▶ [DESCRIPTION OF THE TASK]:
Check every line below for the word "face" and copy the ones that have it.
"""
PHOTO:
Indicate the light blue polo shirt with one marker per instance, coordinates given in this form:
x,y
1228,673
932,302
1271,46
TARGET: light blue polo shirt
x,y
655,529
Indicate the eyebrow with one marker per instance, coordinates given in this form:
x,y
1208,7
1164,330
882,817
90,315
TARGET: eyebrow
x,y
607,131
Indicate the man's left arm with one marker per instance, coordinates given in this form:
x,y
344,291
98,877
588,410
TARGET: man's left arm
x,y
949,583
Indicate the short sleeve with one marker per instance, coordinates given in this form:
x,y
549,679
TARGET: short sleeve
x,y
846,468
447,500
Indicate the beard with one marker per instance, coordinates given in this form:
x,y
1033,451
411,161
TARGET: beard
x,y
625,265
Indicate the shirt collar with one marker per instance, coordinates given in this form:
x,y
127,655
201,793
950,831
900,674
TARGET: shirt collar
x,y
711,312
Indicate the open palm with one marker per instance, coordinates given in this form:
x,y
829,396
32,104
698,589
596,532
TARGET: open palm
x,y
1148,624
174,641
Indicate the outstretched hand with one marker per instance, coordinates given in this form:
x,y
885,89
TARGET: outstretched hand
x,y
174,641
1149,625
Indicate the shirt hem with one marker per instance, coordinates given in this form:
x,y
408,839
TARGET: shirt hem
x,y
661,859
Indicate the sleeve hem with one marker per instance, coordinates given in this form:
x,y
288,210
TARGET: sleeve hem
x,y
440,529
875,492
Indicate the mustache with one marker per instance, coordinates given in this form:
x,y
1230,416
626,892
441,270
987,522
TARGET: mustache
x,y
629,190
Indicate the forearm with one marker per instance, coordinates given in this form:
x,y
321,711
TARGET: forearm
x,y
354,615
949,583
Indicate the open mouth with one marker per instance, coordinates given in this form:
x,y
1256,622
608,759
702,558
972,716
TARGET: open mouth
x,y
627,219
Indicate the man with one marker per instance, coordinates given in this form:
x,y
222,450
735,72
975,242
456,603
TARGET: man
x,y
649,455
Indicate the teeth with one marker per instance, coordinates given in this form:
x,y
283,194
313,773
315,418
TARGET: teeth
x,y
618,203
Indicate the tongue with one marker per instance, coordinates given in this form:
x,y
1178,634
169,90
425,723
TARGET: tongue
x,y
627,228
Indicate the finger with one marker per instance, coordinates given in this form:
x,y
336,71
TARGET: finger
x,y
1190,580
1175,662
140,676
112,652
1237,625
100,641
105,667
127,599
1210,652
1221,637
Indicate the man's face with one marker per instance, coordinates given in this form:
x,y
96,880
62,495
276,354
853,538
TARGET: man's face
"""
▶ [ANSWER TO THIS EXERCISE]:
Indicate the man's face with one marker per instance, coordinates given in this form:
TARGET: man's face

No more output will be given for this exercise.